Extract the line that contains "spot the forest floor" and every line after it to the end of the records below, exactly as written and nothing else.

★ ★ ★ ★ ★

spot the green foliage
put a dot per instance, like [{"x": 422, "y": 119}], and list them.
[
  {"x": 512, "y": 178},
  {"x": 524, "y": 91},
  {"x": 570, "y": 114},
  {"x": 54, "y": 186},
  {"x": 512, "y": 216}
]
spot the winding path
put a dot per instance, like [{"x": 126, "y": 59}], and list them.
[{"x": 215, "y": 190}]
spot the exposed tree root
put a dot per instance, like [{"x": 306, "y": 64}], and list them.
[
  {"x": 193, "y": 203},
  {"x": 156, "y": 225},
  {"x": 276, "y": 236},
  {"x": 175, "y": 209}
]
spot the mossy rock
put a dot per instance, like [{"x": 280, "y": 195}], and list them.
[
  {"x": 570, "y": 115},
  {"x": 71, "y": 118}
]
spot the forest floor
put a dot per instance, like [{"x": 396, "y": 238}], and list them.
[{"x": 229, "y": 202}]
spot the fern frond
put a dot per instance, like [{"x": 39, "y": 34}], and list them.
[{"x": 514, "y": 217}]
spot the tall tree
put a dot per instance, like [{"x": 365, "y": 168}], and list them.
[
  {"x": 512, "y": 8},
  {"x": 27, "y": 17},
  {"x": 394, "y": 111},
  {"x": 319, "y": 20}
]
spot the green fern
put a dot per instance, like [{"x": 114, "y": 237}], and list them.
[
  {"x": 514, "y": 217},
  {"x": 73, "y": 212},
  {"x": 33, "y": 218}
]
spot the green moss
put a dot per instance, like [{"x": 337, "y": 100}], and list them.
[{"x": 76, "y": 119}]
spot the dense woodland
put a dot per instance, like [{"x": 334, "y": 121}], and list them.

★ ★ ★ ★ ★

Task output
spot the forest floor
put a dot per instance, like [{"x": 396, "y": 238}], and list them.
[{"x": 229, "y": 202}]
spot the fern frond
put a dot per instance, like [{"x": 39, "y": 34}], and list them.
[{"x": 514, "y": 217}]
spot the tall tree
put a dot per instance, like [{"x": 365, "y": 168}], and list them.
[
  {"x": 512, "y": 8},
  {"x": 27, "y": 17},
  {"x": 394, "y": 111},
  {"x": 319, "y": 20}
]
spot the green fern
put a dot per instance, like [{"x": 114, "y": 237}], and list them.
[
  {"x": 514, "y": 217},
  {"x": 73, "y": 212},
  {"x": 33, "y": 218}
]
spot the green moss
put a dot per instance, like [{"x": 337, "y": 100}], and list them.
[{"x": 76, "y": 119}]
spot the dense woodland
put a dot per instance, like [{"x": 334, "y": 121}], and list them.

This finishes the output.